Required action — Your answer should be the exact lines of the data below from the one containing "Tag each instance of the orange buoy" through the one containing "Tag each instance of the flag"; please include nothing else.

Material shown —

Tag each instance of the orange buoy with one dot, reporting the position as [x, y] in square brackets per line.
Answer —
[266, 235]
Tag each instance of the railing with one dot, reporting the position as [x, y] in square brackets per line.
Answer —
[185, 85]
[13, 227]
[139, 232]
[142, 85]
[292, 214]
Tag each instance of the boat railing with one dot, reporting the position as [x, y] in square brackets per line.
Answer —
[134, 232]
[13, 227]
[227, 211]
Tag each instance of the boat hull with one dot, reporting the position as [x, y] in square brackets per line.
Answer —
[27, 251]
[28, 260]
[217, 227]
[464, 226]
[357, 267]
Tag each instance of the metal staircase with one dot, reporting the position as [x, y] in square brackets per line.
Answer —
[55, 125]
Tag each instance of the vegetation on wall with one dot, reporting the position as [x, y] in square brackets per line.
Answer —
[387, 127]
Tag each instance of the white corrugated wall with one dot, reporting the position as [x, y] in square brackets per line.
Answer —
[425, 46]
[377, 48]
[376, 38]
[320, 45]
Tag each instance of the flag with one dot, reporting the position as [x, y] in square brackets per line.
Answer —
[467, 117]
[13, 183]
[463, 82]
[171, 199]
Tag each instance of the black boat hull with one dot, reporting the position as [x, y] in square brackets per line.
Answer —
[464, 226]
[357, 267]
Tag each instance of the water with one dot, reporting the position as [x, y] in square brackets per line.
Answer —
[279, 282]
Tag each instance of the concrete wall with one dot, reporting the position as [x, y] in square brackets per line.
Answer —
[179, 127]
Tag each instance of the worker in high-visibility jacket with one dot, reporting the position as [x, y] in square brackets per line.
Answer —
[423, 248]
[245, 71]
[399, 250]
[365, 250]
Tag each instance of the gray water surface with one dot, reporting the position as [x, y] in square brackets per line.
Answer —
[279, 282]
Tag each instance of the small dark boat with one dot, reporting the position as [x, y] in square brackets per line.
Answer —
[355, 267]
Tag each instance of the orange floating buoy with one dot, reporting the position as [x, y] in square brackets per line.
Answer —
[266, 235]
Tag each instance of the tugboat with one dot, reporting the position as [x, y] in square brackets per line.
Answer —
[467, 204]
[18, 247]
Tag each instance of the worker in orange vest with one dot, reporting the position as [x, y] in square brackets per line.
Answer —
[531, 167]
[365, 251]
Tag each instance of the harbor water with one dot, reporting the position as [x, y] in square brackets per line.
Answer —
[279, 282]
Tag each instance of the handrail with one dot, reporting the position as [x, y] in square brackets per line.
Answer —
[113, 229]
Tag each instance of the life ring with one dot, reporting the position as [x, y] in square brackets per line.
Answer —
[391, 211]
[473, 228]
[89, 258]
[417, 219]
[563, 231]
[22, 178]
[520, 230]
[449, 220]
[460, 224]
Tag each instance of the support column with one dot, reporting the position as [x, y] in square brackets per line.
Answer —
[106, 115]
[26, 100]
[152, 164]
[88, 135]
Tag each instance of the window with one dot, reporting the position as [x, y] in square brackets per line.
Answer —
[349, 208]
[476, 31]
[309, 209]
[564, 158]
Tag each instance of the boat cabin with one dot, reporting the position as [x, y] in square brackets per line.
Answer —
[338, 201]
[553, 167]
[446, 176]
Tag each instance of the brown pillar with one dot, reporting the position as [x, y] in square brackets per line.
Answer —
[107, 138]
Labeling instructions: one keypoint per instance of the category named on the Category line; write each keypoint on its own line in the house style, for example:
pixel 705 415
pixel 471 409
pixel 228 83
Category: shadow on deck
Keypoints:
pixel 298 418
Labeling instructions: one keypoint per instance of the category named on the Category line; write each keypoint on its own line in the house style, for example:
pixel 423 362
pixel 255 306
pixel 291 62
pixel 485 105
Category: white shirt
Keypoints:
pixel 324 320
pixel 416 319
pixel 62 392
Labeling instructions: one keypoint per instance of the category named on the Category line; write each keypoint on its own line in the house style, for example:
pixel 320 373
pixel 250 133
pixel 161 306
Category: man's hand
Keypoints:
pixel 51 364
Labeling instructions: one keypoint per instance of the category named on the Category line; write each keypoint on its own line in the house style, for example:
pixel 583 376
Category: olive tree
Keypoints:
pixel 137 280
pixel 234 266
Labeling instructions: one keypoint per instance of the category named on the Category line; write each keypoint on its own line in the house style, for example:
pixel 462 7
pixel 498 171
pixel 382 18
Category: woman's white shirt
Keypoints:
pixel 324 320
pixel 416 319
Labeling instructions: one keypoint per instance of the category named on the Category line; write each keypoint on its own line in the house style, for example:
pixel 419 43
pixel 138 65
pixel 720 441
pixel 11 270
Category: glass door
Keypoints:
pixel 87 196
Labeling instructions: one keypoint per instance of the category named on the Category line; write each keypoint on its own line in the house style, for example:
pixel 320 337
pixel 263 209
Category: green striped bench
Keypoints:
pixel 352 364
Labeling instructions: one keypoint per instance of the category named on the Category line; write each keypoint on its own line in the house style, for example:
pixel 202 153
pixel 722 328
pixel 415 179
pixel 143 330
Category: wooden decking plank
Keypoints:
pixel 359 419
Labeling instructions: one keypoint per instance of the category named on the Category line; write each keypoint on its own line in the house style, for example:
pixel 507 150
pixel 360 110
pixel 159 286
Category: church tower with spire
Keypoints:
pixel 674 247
==
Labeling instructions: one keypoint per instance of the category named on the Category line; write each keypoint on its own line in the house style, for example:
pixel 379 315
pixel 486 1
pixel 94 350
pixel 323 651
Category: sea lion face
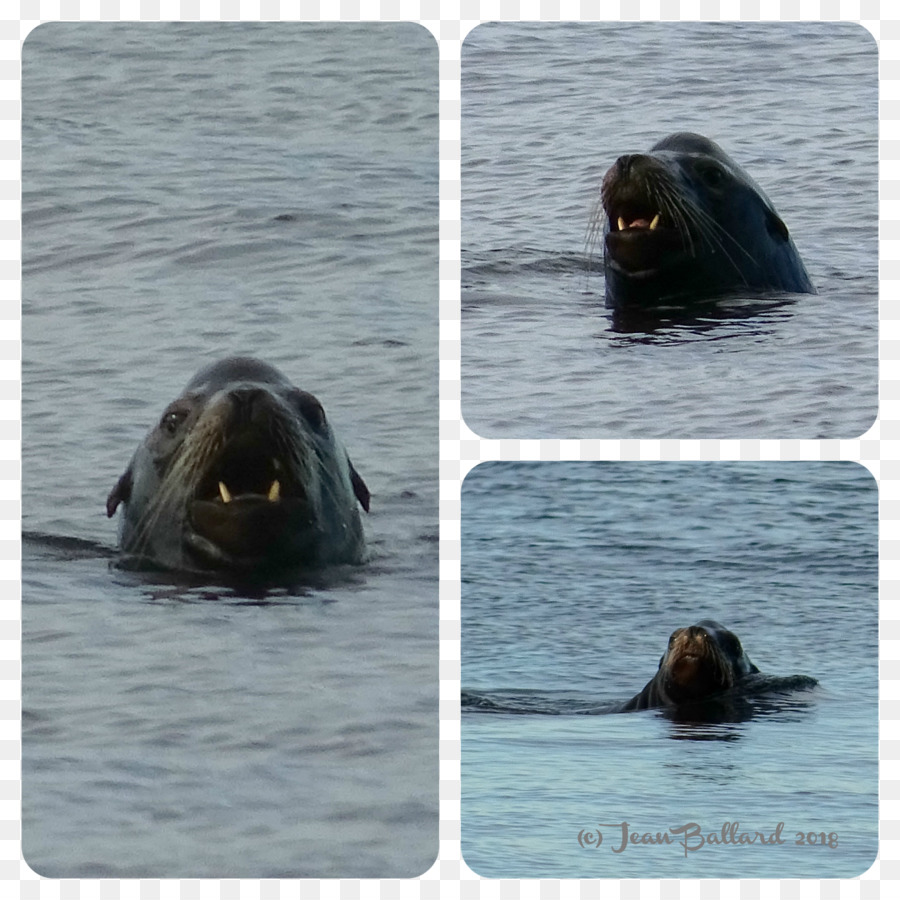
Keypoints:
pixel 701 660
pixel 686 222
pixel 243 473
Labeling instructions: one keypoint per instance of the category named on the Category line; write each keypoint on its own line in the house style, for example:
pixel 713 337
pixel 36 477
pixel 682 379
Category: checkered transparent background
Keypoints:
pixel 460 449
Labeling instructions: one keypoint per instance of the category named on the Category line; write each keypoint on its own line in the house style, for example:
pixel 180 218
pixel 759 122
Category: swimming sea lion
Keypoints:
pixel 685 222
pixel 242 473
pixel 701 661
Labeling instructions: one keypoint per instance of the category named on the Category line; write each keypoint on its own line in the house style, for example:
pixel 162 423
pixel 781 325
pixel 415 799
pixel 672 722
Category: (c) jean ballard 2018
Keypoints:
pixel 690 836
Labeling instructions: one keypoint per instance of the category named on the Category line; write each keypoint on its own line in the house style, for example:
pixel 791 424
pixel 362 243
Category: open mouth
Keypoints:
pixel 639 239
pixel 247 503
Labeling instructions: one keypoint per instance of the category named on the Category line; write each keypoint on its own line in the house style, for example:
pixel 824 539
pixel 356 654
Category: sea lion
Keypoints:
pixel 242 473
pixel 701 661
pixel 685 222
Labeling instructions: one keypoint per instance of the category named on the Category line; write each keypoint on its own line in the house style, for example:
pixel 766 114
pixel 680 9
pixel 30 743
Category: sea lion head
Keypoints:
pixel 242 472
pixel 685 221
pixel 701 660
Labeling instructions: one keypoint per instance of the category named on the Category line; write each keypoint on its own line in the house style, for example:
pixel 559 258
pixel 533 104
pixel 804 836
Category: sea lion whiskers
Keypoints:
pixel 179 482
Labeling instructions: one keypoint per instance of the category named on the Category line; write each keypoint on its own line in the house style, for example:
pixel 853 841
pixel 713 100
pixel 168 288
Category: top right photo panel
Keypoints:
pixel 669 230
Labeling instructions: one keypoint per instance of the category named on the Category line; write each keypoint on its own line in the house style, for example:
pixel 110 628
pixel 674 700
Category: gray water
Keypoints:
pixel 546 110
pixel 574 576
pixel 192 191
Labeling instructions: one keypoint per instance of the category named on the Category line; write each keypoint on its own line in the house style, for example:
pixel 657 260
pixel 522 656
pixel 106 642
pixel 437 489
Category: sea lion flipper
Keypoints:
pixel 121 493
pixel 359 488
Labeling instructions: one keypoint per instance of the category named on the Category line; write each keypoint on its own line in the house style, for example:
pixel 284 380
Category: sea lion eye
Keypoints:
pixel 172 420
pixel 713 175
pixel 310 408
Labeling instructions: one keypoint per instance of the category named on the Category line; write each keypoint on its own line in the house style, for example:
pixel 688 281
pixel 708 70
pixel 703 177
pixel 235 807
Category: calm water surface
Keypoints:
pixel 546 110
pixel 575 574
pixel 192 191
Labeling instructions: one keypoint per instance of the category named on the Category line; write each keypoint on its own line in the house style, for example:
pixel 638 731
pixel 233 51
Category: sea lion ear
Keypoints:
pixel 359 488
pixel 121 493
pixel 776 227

Solution for this task —
Tag each instance of the orange buoy with one dot, reporting the position as [x, y] in square brackets per line.
Answer —
[266, 235]
Tag each instance of the railing with one dot, reporting the position as [x, y] in square brackets per line.
Answer —
[185, 85]
[13, 227]
[139, 232]
[142, 85]
[292, 214]
Tag each instance of the boat railing with one dot, reporting the position as [x, y] in square brackets per line.
Answer —
[134, 232]
[13, 227]
[227, 211]
Tag each instance of the boat hull with one dot, reporting the position as [x, y] in square brackets per line.
Answer —
[27, 251]
[28, 260]
[217, 227]
[464, 226]
[357, 267]
Tag each instance of the metal staircase with one dot, reporting the position as [x, y] in square brackets per line.
Answer —
[55, 125]
Tag each instance of the vegetation on wall with one dot, reporting the position as [x, y] in square brackets per line.
Answer —
[387, 127]
Tag each instance of the white corrugated wall with one dot, reporting the position as [x, y] in square brackets per line.
Answer —
[425, 46]
[377, 48]
[376, 38]
[320, 45]
Tag each instance of the flag with one dot, reporting the position as [x, y] in square brackets per line.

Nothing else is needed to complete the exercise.